- [PAGE EXTRACT]:
· · ·
Maybe the phrasing of the captain was wrong but I understood him to be saying they can't continue with the flight in the state it is and the time of the flight as they risk been fatigued. I never interpreted or understood him to be saying they're fatigued and he clearly said it's a long flight with a "broken" plane and in circadian low
🤦♂️ Painful to hear the back and forth regarding fatigue vs. broken airplane. I developed fatigue just listening to it. Awesome though, rare you get to hear grounds talking.
The whole conversation was unnecessary with duty pilot, he just needed to tell dispatch I need to return due to maintenance run my number and tell me how much I need to be on hold in order not to land over weight then you can tell the story over the phone, I’m surprised that dispatch at delta was pushing too much, it was a yes or no question, book saying you can continue are you going or not end of story, but good video thanks
Agreed. First time hearingops which adds an interesting dynamic to the conversation. I’m a bit surprised by the duty pilot communication as he should be more supportive of the flying pilots concern and less of the particular language at the time. Particularly from Delta.
Yeah, you have to be careful talking to maintenance and following their troubleshooting advice. There are Flightcrew procedures and there are Maintenance procedures. Once airborne we generally don’t go beyond QRH.
Fatigue is a valid reason to discontinue. But the TAT probe is also essential for the ideal gas law math underlying all the AP/FD flight control algo's, if INOP it was the right call here, not to proceed 5 hours in a non-redundant config.
@foobarf8766 exactly. 5 hours, through the night, after flying a turn from a near 6 hour flight, delayed 2.5 hours. They were butting up against max duty there anyway - maybe even flying an exception.
I'm no pilot but I'm assuming operating the throttle manually could lead to higher fuel burn as well and leave less of a safety margin if they have to hold when they get to New York
Mechanical was the reason for returning. If you admit fatigue was the cause of return than that opens up questions about if you took off in a fatigued state and the safety implications of that.
And now the conversation about being fatigued operating an airplane is all over RUclips....
100% with the captain. Not sure what else this crew was doing prior to flying this leg but if they are flying ANF after a long delay and you add a mechanical into the mix I wouldn’t continue either.
And all this getting the duty pilot on the line is irrelevant. Return to the field then call.
· · ·
- [GIVEN MATERIAL]:
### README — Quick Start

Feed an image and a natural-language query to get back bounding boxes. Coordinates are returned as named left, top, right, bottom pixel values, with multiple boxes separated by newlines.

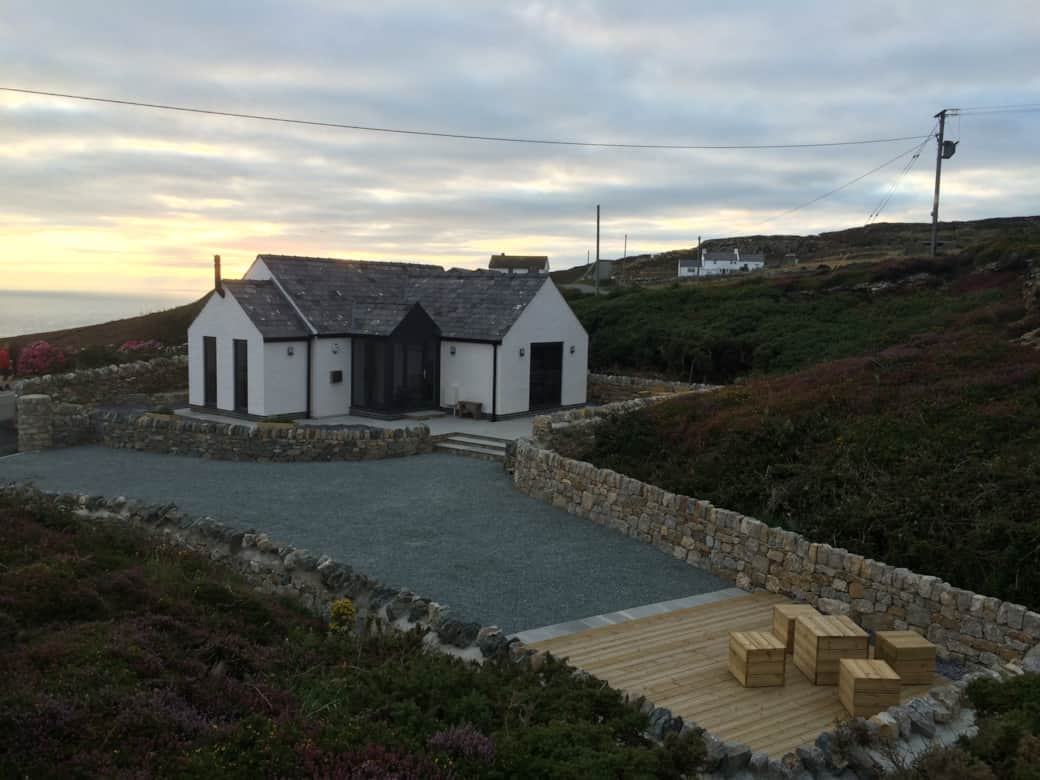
· · ·
- [DIRECTIONS]:
**1)** Answer these from the flight comments, one line each.
(a) The comment about the TAT probe says it was right not to proceed for how many hours?
(b) By how many hours was the flight delayed, according to the comment that begins "exactly"?
(c) Once airborne, what does the comment about maintenance procedures say crews generally don't go beyond?
**2)** Reproduce the part of the flight comments starting at "The whole conversation" and ending at "Particularly from Delta.".

- [WORKED SOLUTIONS]:
**1)**
(a) 5 hours
(b) 2.5 hours
(c) QRH

**2)**
The whole conversation was unnecessary with duty pilot, he just needed to tell dispatch I need to return due to maintenance run my number and tell me how much I need to be on hold in order not to land over weight then you can tell the story over the phone, I’m surprised that dispatch at delta was pushing too much, it was a yes or no question, book saying you can continue are you going or not end of story, but good video thanks
Agreed. First time hearingops which adds an interesting dynamic to the conversation. I’m a bit surprised by the duty pilot communication as he should be more supportive of the flying pilots concern and less of the particular language at the time. Particularly from Delta.